Segment Start: INFORMATION

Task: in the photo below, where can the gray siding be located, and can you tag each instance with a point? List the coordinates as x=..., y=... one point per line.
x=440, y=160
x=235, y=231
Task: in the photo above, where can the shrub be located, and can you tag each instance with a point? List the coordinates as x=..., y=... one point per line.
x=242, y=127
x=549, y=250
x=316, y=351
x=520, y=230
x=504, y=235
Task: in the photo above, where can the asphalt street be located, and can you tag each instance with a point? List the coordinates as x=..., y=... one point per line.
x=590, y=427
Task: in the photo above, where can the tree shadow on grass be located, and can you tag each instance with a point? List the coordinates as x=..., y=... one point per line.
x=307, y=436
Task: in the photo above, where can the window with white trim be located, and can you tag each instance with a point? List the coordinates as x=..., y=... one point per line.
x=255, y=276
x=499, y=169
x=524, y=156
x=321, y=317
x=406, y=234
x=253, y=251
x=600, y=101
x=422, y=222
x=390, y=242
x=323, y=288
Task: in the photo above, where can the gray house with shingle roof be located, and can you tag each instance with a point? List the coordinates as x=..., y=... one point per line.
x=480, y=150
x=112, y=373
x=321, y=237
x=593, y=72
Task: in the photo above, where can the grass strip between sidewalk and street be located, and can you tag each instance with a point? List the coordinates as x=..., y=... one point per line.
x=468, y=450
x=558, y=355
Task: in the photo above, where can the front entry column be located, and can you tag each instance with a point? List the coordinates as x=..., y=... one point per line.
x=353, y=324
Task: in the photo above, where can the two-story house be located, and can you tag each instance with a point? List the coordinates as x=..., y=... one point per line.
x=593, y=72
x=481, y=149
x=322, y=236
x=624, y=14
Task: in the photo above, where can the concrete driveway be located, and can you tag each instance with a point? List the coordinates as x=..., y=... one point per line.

Segment End: INFORMATION

> **THE TASK**
Restate each line above word for word.

> **OUTPUT BELOW**
Task: in the photo below, where can the gray siding be located, and can you tag each instance with a point? List the coordinates as x=..., y=... one point per line.
x=440, y=160
x=235, y=231
Task: in the photo above, where can the shrub be located, and can you tag each instance with a point? List the coordinates as x=..., y=... one point per line.
x=242, y=127
x=549, y=250
x=316, y=351
x=520, y=230
x=504, y=235
Task: in the photo above, where can the asphalt street be located, and can you tag each instance with a point? List the coordinates as x=..., y=... one point per line.
x=590, y=427
Task: in the photo above, where can the tree shadow on grass be located, and can you tag each instance with a point? List the coordinates as x=..., y=... one point per line.
x=307, y=436
Task: in the photo above, where can the window with white trim be located, and can you tag each instance with a point? List the coordinates as x=..., y=... one point per line.
x=255, y=276
x=499, y=169
x=524, y=156
x=321, y=317
x=406, y=234
x=253, y=251
x=600, y=101
x=422, y=222
x=390, y=242
x=323, y=288
Task: in the photo above, where can the gray house with shingle roof be located, and can you tag each instance with a point? List the coordinates as x=..., y=... one point per line.
x=480, y=150
x=112, y=373
x=321, y=237
x=593, y=72
Task: in the photo above, where can the grass strip between sidewalk and street be located, and can you tag each instance with a point? List the coordinates as x=..., y=... one point per line.
x=468, y=450
x=558, y=355
Task: in the photo above, where can the front entry column be located, and can you tag each instance with a point? List the coordinates as x=..., y=... one point per line.
x=353, y=324
Task: in the photo above, where can the two-story house be located, and can you tag each instance with a point? List the coordinates as x=..., y=... one point per line.
x=593, y=72
x=481, y=149
x=322, y=236
x=624, y=14
Task: in the photo above, where can the concrete driveway be located, and can you tag each instance with a point? List the coordinates as x=..., y=... one point per line.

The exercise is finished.